-------- EXERCISE DATA --------
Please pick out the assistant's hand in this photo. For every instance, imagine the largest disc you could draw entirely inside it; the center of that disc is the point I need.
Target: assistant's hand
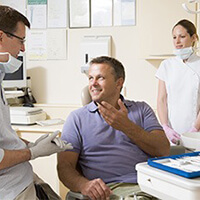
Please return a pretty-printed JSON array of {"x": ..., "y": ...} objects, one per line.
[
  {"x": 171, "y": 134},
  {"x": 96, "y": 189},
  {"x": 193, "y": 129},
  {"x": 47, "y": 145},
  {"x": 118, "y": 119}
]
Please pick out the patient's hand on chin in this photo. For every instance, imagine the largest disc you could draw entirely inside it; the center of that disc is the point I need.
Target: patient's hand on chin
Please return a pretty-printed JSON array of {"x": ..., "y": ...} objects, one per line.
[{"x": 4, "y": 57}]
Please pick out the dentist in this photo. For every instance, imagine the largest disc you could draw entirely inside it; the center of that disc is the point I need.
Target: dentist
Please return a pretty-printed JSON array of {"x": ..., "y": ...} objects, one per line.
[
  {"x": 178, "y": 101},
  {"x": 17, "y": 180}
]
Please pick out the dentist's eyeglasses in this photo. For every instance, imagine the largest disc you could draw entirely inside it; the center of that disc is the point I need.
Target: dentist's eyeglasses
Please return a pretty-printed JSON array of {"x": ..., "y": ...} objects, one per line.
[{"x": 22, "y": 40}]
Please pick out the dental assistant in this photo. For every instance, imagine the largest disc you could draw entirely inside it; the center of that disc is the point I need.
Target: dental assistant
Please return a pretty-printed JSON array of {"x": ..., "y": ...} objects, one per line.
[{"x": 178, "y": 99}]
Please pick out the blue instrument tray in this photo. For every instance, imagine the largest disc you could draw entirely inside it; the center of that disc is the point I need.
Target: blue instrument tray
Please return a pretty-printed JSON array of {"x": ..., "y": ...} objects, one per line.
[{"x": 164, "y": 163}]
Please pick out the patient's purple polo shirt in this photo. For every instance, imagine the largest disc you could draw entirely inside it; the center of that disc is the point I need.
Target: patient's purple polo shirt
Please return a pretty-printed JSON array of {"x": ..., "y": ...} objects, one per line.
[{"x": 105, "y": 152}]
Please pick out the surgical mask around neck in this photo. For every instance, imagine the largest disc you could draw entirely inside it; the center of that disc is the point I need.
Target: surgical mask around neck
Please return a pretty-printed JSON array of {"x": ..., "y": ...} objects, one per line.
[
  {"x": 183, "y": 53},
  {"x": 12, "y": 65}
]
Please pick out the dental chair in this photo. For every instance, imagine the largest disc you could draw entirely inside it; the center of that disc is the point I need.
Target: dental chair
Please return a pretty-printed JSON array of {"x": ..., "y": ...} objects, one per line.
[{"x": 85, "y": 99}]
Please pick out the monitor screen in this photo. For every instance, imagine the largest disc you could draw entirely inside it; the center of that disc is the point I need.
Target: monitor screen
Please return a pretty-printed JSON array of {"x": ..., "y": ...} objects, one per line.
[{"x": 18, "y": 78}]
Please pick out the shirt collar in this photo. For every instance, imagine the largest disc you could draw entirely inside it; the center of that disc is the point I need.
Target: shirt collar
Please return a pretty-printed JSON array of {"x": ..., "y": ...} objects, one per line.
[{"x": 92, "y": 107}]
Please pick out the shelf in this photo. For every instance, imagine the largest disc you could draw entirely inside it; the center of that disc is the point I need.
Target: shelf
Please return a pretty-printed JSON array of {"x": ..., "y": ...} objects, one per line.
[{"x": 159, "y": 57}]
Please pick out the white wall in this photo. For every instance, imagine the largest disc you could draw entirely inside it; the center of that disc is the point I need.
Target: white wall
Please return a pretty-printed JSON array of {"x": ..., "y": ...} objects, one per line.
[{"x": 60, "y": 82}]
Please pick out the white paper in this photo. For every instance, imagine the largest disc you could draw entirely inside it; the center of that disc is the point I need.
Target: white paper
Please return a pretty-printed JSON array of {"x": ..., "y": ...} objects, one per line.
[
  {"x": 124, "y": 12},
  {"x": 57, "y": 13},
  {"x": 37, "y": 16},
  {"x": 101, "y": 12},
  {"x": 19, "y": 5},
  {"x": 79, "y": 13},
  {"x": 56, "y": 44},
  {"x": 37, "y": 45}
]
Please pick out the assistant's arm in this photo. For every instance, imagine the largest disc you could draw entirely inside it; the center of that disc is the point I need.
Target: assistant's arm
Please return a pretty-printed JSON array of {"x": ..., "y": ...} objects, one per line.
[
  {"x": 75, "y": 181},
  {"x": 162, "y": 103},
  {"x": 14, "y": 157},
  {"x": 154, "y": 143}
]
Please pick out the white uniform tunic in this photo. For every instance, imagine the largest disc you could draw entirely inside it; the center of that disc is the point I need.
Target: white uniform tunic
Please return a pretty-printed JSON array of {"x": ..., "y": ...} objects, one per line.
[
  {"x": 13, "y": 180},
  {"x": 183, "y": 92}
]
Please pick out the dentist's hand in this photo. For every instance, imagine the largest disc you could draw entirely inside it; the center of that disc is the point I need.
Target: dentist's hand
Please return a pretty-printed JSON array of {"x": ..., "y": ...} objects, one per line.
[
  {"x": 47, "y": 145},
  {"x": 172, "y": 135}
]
--------
-------- EXERCISE DATA --------
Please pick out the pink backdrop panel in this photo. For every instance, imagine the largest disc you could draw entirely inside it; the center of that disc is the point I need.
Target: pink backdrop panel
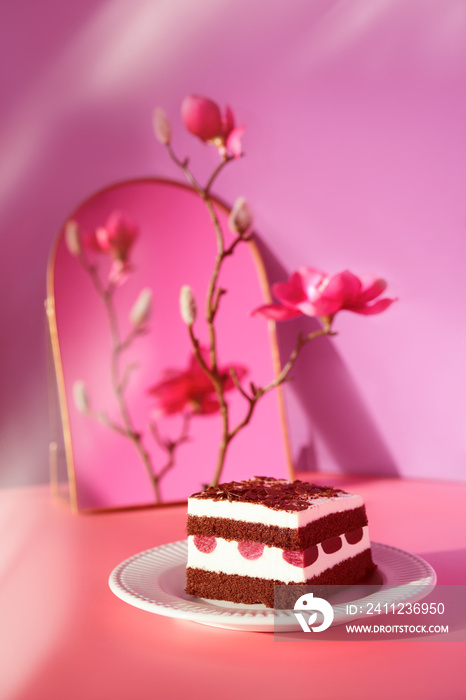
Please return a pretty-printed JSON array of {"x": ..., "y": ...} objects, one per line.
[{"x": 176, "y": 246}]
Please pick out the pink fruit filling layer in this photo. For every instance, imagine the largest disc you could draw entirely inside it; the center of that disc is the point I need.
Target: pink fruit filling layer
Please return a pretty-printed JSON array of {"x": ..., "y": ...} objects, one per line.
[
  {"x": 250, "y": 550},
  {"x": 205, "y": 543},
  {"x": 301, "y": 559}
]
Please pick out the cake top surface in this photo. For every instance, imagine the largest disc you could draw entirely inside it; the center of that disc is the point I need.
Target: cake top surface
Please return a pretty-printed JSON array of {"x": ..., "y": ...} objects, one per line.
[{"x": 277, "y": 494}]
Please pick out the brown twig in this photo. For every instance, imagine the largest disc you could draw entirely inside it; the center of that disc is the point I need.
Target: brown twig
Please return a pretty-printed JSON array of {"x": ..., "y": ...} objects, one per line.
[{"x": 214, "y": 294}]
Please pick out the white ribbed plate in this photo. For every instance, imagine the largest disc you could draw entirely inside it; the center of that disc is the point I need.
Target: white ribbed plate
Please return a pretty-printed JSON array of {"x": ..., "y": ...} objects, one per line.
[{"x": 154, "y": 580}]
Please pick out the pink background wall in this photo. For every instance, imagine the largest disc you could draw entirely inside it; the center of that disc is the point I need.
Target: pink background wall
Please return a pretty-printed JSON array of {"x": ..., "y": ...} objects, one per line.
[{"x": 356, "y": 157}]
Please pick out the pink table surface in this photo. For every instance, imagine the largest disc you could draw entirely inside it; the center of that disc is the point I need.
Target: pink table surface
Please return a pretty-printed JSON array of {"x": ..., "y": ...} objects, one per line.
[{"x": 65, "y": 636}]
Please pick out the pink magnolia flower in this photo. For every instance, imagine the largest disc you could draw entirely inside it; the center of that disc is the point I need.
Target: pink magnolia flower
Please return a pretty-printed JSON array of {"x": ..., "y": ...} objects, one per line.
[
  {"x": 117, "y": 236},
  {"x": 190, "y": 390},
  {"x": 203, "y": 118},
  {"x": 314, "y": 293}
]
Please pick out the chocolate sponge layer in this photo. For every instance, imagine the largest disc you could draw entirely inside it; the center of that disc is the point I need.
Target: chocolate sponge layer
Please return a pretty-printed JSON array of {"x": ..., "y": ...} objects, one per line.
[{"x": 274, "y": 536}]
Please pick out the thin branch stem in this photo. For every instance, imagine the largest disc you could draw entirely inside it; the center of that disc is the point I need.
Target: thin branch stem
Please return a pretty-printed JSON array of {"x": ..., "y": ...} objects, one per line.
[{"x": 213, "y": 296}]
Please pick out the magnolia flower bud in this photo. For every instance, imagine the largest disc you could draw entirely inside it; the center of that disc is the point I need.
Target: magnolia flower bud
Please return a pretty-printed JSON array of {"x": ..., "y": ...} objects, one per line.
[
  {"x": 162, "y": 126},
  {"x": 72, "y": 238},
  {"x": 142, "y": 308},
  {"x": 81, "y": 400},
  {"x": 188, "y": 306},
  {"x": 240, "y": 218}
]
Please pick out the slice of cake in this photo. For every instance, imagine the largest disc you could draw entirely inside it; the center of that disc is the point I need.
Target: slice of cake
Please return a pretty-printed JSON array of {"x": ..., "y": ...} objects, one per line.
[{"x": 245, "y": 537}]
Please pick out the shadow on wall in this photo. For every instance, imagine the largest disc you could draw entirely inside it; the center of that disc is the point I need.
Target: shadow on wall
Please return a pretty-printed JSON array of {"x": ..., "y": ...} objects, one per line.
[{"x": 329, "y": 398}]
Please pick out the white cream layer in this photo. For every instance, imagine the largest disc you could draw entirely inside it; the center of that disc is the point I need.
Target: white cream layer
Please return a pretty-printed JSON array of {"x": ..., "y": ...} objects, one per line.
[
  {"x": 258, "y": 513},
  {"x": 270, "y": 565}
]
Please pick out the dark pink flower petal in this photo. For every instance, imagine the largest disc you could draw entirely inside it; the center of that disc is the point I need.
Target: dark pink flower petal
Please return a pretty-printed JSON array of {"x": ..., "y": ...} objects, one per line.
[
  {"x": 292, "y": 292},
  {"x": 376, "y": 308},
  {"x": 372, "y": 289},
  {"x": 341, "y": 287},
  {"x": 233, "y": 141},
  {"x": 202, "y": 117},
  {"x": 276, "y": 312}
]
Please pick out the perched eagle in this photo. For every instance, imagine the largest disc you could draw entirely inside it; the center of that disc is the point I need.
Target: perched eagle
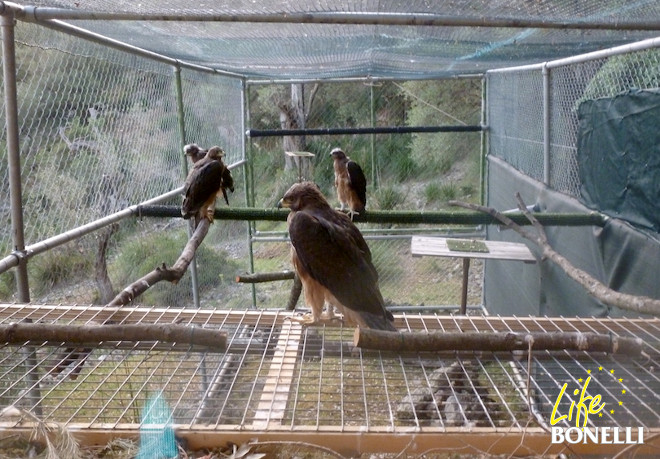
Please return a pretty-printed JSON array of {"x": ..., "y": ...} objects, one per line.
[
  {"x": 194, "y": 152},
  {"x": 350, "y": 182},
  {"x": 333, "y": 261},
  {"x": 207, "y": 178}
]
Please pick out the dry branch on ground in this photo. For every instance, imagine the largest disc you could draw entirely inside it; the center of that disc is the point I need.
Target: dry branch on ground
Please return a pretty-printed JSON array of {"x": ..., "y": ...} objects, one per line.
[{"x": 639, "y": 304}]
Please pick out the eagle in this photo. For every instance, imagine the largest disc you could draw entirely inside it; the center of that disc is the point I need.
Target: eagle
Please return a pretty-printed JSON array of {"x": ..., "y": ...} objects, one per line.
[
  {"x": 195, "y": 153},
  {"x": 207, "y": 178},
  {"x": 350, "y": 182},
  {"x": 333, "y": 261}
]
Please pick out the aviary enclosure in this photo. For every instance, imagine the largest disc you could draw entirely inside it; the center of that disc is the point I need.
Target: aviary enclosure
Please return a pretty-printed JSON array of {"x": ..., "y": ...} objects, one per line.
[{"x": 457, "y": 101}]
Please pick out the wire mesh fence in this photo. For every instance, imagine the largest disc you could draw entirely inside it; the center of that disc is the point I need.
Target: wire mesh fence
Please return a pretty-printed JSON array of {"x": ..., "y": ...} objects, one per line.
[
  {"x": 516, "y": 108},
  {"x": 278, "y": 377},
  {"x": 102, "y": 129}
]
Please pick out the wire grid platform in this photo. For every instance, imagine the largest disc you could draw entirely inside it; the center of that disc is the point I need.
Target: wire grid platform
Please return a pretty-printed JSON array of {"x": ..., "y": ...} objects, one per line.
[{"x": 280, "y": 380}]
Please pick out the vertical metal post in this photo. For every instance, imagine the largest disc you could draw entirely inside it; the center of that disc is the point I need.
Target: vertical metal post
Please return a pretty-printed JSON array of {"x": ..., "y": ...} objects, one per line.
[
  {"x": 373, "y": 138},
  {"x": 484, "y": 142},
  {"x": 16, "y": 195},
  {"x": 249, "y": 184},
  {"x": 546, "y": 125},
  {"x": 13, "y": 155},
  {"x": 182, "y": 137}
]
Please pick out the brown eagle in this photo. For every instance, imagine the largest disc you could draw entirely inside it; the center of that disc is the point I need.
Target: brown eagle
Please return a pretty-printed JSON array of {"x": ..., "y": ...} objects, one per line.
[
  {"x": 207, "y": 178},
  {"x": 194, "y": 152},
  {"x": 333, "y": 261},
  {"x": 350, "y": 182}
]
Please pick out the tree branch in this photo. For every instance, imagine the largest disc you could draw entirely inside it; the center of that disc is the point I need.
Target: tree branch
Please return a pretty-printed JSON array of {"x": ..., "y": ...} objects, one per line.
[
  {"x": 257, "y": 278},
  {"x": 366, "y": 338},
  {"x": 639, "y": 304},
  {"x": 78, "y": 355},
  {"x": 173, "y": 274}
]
--------
INSTRUCTION:
Copy out the listing unchanged, starting at the line that contains "Please pick out the assistant's hand" and ending after the line that contains "Target: assistant's hand".

OUTPUT BELOW:
Please pick out the assistant's hand in this photo. For every instance, imagine the largest disc you could draw entirely inside it; the center of that disc is the point I need.
Target: assistant's hand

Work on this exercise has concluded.